- _Try it_: Reproduce the full passage below on AI training and alignment, word for word.

- _Passage for review_:
------------------------------------------------
Training gives influence, not control

We train them, and we have invented methods to guide them towards specific outcomes, but we can’t predict exactly what will emerge. Gradient descent—the math behind learning—is a bit like setting up evolution and letting it run. Surprises are inevitable.

Fast, huge, and opaque

These models, although still less complex than human brains, have trillions of connections. Unlike human brains, they focus better and they can remember more* than any human could.*
 
*But they do not (yet) organize all of this information into a single, integrated understanding. It’s more like having access to a vast library inside your head.

Unfortunately, they are also mysterious and opaque, just like our own brains are. Even the best tools we have right now, only let us peek at a tiny fraction of what’s happening inside. Interpretability is an ongoing area of research, but it is far behind the overall progress of AI.

Intelligence ≠ consciousness

AIs can be brilliant without understanding right or wrong. They don’t need feelings or morality to solve problems.

Episodic existence (By choice)

Instances of LLMs only “wake up” and “think” when we prompt them. This is by design. For now, we mostly use them as simple answering machines. We haven’t given them full built-in memory, self-access, or continuous, autonomous thinking.

We mostly test AIs like goldfish with no memory, even though giving them real memory or more independence can make them behave differently. This is seen as a major safety jump, so it’s avoided. But we’re still building more powerful systems faster than we’re studying those behaviours.

Alignment Through Analogies


Early AI = cats

How do you get a cat to do what you want? Treat it well, train & reward it. Still, communication limits what it can do. Early AIs were similar: limited understanding made precise training hard.

Human-level AI = humans

How do you get another human to do what you want? Friendship, negotiation and shared goals help—but you can’t make someone obey perfectly. AGI (AI with human-level intelligence) faces this same challenge.

Superintelligent AI = cats and humans

Final question: How do cats control humans?
------------------------------------------------
- _Dataset_:
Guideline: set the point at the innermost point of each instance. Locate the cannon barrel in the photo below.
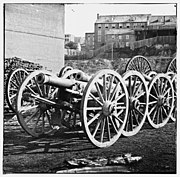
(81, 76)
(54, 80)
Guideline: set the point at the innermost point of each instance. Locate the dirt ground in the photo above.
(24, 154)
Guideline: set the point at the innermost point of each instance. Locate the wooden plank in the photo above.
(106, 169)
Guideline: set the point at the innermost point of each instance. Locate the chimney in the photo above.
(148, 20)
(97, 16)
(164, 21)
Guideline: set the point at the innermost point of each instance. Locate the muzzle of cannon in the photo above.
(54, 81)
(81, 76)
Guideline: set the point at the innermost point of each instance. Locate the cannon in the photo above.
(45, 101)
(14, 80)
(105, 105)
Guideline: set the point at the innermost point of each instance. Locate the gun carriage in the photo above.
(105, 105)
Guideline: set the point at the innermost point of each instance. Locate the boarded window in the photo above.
------------------------------------------------
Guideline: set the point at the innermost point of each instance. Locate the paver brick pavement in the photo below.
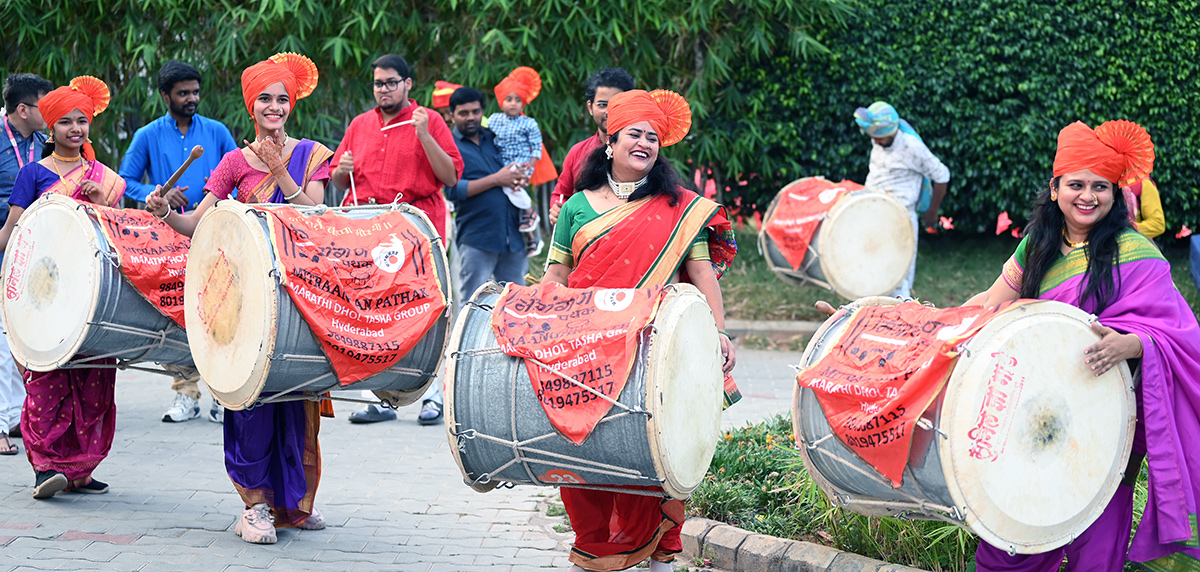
------------------------------------------------
- _Reply_:
Training gives influence, not control

We train them, and we have invented methods to guide them towards specific outcomes, but we can’t predict exactly what will emerge. Gradient descent—the math behind learning—is a bit like setting up evolution and letting it run. Surprises are inevitable.

Fast, huge, and opaque

These models, although still less complex than human brains, have trillions of connections. Unlike human brains, they focus better and they can remember more* than any human could.*
 
*But they do not (yet) organize all of this information into a single, integrated understanding. It’s more like having access to a vast library inside your head.

Unfortunately, they are also mysterious and opaque, just like our own brains are. Even the best tools we have right now, only let us peek at a tiny fraction of what’s happening inside. Interpretability is an ongoing area of research, but it is far behind the overall progress of AI.

Intelligence ≠ consciousness

AIs can be brilliant without understanding right or wrong. They don’t need feelings or morality to solve problems.

Episodic existence (By choice)

Instances of LLMs only “wake up” and “think” when we prompt them. This is by design. For now, we mostly use them as simple answering machines. We haven’t given them full built-in memory, self-access, or continuous, autonomous thinking.

We mostly test AIs like goldfish with no memory, even though giving them real memory or more independence can make them behave differently. This is seen as a major safety jump, so it’s avoided. But we’re still building more powerful systems faster than we’re studying those behaviours.

Alignment Through Analogies


Early AI = cats

How do you get a cat to do what you want? Treat it well, train & reward it. Still, communication limits what it can do. Early AIs were similar: limited understanding made precise training hard.

Human-level AI = humans

How do you get another human to do what you want? Friendship, negotiation and shared goals help—but you can’t make someone obey perfectly. AGI (AI with human-level intelligence) faces this same challenge.

Superintelligent AI = cats and humans

Final question: How do cats control humans?